| Job item |
Reproduce the stretch of lines below from the first one through the line containing "positive clicks: (271, 310) (308, 272)", both ends included, character for character.
Data for this exercise below:
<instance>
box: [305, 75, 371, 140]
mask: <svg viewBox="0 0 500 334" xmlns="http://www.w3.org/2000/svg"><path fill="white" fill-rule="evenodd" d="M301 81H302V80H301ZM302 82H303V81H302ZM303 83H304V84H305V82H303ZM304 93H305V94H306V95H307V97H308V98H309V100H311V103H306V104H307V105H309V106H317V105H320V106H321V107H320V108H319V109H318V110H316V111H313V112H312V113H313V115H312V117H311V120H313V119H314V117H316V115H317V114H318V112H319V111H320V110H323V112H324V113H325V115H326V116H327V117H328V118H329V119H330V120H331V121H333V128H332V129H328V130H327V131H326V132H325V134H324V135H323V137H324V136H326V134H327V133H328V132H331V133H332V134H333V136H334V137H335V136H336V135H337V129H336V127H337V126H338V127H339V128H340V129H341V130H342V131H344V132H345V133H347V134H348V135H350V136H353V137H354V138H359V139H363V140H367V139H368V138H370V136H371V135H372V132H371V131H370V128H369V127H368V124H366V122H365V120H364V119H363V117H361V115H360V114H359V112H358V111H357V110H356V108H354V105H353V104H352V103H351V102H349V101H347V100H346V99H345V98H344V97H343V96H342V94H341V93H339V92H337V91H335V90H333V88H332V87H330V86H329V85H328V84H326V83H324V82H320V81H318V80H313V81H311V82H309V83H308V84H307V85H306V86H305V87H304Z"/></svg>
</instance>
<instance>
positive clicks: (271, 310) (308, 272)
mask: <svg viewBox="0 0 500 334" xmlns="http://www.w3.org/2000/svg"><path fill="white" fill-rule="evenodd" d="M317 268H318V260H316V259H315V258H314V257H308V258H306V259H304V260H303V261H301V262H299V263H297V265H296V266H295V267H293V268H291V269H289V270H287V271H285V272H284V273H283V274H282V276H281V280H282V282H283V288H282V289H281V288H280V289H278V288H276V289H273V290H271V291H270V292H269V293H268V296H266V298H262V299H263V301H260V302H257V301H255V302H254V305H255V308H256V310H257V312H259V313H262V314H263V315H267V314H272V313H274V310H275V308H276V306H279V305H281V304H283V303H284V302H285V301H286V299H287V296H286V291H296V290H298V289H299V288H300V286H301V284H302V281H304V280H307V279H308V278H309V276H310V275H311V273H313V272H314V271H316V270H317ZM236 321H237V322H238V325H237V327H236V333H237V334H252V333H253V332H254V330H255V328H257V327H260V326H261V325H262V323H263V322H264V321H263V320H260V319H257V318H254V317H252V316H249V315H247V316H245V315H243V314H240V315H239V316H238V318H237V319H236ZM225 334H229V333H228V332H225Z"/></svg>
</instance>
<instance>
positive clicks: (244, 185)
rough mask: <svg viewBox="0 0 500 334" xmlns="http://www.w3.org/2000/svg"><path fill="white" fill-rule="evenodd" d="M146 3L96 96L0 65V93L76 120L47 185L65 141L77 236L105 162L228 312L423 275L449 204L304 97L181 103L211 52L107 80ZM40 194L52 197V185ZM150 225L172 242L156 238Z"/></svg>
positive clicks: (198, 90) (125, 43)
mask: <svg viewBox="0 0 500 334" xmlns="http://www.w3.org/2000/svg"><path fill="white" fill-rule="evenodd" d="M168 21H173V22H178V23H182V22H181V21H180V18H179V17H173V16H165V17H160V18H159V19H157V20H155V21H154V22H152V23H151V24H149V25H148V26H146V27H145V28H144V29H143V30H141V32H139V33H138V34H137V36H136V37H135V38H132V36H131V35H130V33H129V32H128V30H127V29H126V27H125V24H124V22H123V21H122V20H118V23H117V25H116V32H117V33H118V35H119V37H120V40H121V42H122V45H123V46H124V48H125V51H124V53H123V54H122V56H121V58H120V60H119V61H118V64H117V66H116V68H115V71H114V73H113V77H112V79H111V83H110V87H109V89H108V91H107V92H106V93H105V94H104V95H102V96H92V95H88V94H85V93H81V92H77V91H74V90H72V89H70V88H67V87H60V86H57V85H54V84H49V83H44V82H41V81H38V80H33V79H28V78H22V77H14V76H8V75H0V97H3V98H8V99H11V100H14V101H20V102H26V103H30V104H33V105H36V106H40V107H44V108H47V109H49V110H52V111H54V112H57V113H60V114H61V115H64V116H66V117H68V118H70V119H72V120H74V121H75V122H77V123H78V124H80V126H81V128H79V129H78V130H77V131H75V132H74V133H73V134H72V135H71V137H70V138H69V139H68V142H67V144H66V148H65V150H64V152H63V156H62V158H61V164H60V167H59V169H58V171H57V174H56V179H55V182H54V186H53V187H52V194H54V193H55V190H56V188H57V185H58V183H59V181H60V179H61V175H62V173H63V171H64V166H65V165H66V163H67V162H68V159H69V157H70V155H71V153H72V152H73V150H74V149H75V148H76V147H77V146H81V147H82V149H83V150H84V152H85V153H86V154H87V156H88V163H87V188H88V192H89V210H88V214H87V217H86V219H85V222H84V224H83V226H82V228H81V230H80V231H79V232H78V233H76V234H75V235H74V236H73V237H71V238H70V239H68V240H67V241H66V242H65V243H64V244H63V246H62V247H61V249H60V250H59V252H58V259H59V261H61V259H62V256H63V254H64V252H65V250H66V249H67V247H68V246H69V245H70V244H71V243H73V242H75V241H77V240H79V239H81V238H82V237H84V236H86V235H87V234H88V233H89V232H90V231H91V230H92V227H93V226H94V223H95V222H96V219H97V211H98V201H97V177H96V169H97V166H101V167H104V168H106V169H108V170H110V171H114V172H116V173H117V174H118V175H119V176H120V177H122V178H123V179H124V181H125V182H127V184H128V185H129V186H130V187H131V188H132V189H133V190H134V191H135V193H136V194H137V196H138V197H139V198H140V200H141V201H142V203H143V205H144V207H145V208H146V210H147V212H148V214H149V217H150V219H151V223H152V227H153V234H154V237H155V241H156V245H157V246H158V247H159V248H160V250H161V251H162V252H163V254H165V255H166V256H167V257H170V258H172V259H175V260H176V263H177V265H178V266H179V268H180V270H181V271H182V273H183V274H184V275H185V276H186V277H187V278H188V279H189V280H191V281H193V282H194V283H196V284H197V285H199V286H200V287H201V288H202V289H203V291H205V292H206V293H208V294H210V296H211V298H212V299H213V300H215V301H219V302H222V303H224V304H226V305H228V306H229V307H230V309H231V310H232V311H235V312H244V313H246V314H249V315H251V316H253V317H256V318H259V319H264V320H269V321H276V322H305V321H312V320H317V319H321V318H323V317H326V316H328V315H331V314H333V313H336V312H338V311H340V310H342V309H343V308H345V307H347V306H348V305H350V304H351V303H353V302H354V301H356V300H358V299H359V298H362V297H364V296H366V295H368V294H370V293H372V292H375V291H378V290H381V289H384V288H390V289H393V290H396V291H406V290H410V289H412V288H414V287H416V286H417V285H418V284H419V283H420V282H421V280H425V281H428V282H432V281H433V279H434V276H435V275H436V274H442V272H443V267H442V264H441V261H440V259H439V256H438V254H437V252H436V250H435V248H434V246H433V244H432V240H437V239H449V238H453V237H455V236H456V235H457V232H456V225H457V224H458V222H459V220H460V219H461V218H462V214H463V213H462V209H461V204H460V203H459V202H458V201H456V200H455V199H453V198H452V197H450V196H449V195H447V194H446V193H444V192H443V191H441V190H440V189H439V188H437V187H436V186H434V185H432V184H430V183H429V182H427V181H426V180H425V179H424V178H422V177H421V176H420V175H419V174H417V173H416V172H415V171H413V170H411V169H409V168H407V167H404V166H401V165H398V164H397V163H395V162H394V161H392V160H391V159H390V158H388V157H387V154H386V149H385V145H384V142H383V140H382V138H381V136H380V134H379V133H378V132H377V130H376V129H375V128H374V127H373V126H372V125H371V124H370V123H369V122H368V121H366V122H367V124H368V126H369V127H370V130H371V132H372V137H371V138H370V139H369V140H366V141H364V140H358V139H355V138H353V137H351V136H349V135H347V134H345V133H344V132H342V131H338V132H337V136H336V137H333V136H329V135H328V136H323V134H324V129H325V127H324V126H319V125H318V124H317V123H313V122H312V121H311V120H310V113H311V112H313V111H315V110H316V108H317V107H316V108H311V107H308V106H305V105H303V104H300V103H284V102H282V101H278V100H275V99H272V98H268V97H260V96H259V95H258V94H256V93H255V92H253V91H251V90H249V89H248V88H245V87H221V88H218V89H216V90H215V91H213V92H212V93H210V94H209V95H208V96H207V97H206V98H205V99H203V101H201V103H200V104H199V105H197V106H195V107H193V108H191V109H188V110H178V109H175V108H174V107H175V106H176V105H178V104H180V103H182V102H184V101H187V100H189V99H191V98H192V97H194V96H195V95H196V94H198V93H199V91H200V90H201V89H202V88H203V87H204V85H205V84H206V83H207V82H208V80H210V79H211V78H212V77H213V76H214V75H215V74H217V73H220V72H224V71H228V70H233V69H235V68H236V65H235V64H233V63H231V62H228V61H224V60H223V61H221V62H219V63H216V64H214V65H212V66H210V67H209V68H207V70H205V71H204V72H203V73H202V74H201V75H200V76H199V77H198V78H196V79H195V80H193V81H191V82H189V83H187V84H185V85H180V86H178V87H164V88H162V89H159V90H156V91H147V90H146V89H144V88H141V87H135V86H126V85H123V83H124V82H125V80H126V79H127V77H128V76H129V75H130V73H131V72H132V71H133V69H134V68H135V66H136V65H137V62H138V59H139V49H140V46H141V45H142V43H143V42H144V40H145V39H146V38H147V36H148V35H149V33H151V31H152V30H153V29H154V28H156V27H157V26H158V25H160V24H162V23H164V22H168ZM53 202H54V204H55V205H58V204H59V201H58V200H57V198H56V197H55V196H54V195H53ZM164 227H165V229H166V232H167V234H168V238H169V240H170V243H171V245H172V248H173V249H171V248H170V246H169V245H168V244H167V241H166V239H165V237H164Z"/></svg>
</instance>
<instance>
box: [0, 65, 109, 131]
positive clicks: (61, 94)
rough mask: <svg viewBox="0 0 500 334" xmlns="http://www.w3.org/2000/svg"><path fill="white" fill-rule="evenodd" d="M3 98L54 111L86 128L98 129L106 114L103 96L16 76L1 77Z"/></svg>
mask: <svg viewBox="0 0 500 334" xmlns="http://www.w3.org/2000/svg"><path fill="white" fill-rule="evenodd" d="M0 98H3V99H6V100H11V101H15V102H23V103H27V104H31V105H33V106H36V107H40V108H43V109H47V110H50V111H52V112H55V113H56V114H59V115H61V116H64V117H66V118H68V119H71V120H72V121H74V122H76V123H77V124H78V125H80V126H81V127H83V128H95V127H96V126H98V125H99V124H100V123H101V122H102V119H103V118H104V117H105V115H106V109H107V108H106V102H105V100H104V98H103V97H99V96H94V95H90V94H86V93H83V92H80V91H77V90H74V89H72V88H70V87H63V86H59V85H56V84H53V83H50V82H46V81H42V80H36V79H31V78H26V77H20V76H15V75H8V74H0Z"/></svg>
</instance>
End of Data for this exercise.
| Task solution |
<instance>
box: [305, 75, 371, 140]
mask: <svg viewBox="0 0 500 334" xmlns="http://www.w3.org/2000/svg"><path fill="white" fill-rule="evenodd" d="M301 81H302V80H301ZM302 82H303V81H302ZM303 83H304V84H305V82H303ZM304 93H305V94H306V95H307V97H308V98H309V100H311V103H306V104H307V105H309V106H317V105H320V106H321V107H320V108H319V109H318V110H316V111H313V112H312V113H313V115H312V117H311V120H313V119H314V117H316V115H317V114H318V112H319V111H320V110H323V112H324V113H325V115H326V116H327V117H328V118H329V119H330V120H331V121H333V128H332V129H328V130H327V131H326V132H325V134H324V135H323V137H324V136H326V134H327V133H328V132H331V133H332V134H333V136H334V137H335V136H336V135H337V129H336V127H337V126H338V127H339V128H340V129H341V130H342V131H344V132H345V133H347V134H348V135H350V136H353V137H354V138H359V139H363V140H367V139H368V138H370V136H371V135H372V132H371V131H370V128H369V127H368V124H366V122H365V120H364V119H363V117H361V115H360V114H359V112H358V111H357V110H356V108H354V105H353V104H352V103H351V102H349V101H347V100H346V99H345V98H344V97H343V96H342V94H341V93H339V92H337V91H335V90H333V88H332V87H330V86H329V85H328V84H326V83H324V82H320V81H318V80H313V81H311V82H309V83H308V84H307V85H306V86H305V87H304Z"/></svg>
</instance>
<instance>
positive clicks: (271, 310) (308, 272)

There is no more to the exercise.